» **EXERCISE MATERIAL**:
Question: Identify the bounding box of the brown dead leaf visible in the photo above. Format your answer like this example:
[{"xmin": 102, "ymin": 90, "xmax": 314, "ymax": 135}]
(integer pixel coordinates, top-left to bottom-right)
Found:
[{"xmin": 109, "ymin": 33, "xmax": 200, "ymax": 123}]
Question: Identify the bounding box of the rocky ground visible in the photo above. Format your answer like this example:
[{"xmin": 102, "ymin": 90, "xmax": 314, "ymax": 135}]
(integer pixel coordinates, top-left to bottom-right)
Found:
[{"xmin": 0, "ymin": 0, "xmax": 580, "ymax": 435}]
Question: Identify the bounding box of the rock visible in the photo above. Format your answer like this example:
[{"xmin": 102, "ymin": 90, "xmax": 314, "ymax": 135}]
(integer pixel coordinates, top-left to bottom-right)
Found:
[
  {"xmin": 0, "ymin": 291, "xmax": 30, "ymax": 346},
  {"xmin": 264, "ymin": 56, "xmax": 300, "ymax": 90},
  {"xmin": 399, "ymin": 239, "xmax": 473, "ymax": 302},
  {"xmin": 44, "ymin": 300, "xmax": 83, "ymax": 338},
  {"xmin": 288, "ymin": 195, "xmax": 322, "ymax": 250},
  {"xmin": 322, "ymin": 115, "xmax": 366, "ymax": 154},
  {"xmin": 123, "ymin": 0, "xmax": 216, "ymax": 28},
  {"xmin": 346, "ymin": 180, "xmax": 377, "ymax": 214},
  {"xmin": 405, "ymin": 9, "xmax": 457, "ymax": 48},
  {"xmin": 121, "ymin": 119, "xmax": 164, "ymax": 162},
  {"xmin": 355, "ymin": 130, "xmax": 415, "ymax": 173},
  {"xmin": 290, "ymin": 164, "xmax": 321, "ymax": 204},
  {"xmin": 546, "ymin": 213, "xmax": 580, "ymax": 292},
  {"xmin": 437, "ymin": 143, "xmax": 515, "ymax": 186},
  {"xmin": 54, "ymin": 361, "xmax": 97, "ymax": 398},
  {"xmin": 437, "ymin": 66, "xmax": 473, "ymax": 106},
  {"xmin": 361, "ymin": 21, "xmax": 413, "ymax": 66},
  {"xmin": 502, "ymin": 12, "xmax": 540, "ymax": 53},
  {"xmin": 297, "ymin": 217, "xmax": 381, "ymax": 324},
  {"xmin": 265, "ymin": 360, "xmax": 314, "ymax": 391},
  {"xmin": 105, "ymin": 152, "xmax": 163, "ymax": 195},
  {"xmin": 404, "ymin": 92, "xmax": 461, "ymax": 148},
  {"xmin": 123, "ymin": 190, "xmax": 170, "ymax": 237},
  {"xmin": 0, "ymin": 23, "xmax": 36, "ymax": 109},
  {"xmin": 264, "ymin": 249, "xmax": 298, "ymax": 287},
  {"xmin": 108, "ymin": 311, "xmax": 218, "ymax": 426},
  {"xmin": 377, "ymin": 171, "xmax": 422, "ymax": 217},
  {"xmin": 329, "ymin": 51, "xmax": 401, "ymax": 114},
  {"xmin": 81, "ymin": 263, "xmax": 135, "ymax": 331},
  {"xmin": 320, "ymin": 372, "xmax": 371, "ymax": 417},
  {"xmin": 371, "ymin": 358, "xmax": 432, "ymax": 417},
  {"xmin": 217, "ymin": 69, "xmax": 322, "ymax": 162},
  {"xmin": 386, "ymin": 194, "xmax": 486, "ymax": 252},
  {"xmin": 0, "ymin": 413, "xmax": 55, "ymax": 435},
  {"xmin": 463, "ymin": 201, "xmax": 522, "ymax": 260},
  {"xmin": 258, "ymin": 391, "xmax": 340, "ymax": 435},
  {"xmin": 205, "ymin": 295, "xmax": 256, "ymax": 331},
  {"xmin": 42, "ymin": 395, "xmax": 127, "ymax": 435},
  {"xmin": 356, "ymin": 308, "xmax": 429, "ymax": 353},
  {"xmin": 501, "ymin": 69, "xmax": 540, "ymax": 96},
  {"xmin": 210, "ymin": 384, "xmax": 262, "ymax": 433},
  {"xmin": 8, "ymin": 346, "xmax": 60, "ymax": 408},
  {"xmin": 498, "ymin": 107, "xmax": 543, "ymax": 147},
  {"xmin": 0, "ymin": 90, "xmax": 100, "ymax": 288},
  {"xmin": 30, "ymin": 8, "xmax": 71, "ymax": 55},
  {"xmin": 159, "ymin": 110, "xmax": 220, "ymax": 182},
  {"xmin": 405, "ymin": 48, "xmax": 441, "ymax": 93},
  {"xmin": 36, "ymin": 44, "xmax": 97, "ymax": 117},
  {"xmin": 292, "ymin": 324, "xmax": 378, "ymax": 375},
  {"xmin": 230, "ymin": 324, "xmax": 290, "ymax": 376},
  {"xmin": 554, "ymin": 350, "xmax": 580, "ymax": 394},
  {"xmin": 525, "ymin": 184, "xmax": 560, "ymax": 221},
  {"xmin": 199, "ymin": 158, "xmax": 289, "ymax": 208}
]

» **WORK REQUIRED**: Exact output of every entry is required.

» **FULL RESPONSE**:
Question: Identify the bounding box of the brown dead leaf visible in the photo above. Format your answer like this example:
[{"xmin": 102, "ymin": 90, "xmax": 314, "ymax": 135}]
(integer pixel coordinates, top-left to bottom-right)
Found:
[{"xmin": 109, "ymin": 33, "xmax": 200, "ymax": 123}]
Question: Identify the bounding box of the rocky ground visible in the photo above. Format your answer like this example:
[{"xmin": 102, "ymin": 90, "xmax": 314, "ymax": 135}]
(integer pixel coordinates, top-left to bottom-right)
Found:
[{"xmin": 0, "ymin": 0, "xmax": 580, "ymax": 435}]
Question: Identify the bounding box of the rock visible in the photo above. Format your answer like this example:
[{"xmin": 102, "ymin": 90, "xmax": 314, "ymax": 135}]
(integer pixel coordinates, top-left to bottom-right)
Found:
[
  {"xmin": 0, "ymin": 291, "xmax": 30, "ymax": 346},
  {"xmin": 264, "ymin": 56, "xmax": 300, "ymax": 90},
  {"xmin": 399, "ymin": 239, "xmax": 473, "ymax": 302},
  {"xmin": 44, "ymin": 300, "xmax": 83, "ymax": 338},
  {"xmin": 288, "ymin": 195, "xmax": 322, "ymax": 250},
  {"xmin": 322, "ymin": 115, "xmax": 366, "ymax": 154},
  {"xmin": 123, "ymin": 0, "xmax": 216, "ymax": 28},
  {"xmin": 346, "ymin": 180, "xmax": 377, "ymax": 214},
  {"xmin": 405, "ymin": 9, "xmax": 457, "ymax": 48},
  {"xmin": 121, "ymin": 119, "xmax": 164, "ymax": 162},
  {"xmin": 355, "ymin": 130, "xmax": 415, "ymax": 173},
  {"xmin": 290, "ymin": 164, "xmax": 321, "ymax": 204},
  {"xmin": 546, "ymin": 213, "xmax": 580, "ymax": 292},
  {"xmin": 437, "ymin": 143, "xmax": 515, "ymax": 186},
  {"xmin": 54, "ymin": 361, "xmax": 97, "ymax": 398},
  {"xmin": 437, "ymin": 66, "xmax": 473, "ymax": 106},
  {"xmin": 361, "ymin": 21, "xmax": 413, "ymax": 66},
  {"xmin": 502, "ymin": 12, "xmax": 540, "ymax": 53},
  {"xmin": 297, "ymin": 217, "xmax": 381, "ymax": 324},
  {"xmin": 265, "ymin": 360, "xmax": 314, "ymax": 391},
  {"xmin": 105, "ymin": 152, "xmax": 163, "ymax": 195},
  {"xmin": 404, "ymin": 92, "xmax": 461, "ymax": 148},
  {"xmin": 123, "ymin": 190, "xmax": 170, "ymax": 237},
  {"xmin": 0, "ymin": 23, "xmax": 36, "ymax": 109},
  {"xmin": 264, "ymin": 249, "xmax": 298, "ymax": 287},
  {"xmin": 108, "ymin": 311, "xmax": 218, "ymax": 426},
  {"xmin": 377, "ymin": 171, "xmax": 422, "ymax": 217},
  {"xmin": 329, "ymin": 51, "xmax": 401, "ymax": 114},
  {"xmin": 81, "ymin": 263, "xmax": 135, "ymax": 331},
  {"xmin": 320, "ymin": 372, "xmax": 371, "ymax": 417},
  {"xmin": 371, "ymin": 358, "xmax": 432, "ymax": 417},
  {"xmin": 217, "ymin": 69, "xmax": 322, "ymax": 162},
  {"xmin": 386, "ymin": 194, "xmax": 486, "ymax": 252},
  {"xmin": 0, "ymin": 413, "xmax": 55, "ymax": 435},
  {"xmin": 463, "ymin": 201, "xmax": 522, "ymax": 260},
  {"xmin": 258, "ymin": 391, "xmax": 340, "ymax": 435},
  {"xmin": 205, "ymin": 295, "xmax": 256, "ymax": 331},
  {"xmin": 42, "ymin": 395, "xmax": 127, "ymax": 435},
  {"xmin": 356, "ymin": 308, "xmax": 429, "ymax": 353},
  {"xmin": 501, "ymin": 69, "xmax": 540, "ymax": 96},
  {"xmin": 210, "ymin": 384, "xmax": 262, "ymax": 433},
  {"xmin": 8, "ymin": 346, "xmax": 60, "ymax": 408},
  {"xmin": 498, "ymin": 107, "xmax": 543, "ymax": 147},
  {"xmin": 0, "ymin": 90, "xmax": 100, "ymax": 288},
  {"xmin": 30, "ymin": 8, "xmax": 71, "ymax": 55},
  {"xmin": 159, "ymin": 110, "xmax": 220, "ymax": 182},
  {"xmin": 405, "ymin": 48, "xmax": 441, "ymax": 93},
  {"xmin": 36, "ymin": 44, "xmax": 97, "ymax": 117},
  {"xmin": 292, "ymin": 324, "xmax": 378, "ymax": 375},
  {"xmin": 230, "ymin": 324, "xmax": 290, "ymax": 376},
  {"xmin": 554, "ymin": 350, "xmax": 580, "ymax": 394},
  {"xmin": 525, "ymin": 184, "xmax": 560, "ymax": 221},
  {"xmin": 199, "ymin": 158, "xmax": 289, "ymax": 208}
]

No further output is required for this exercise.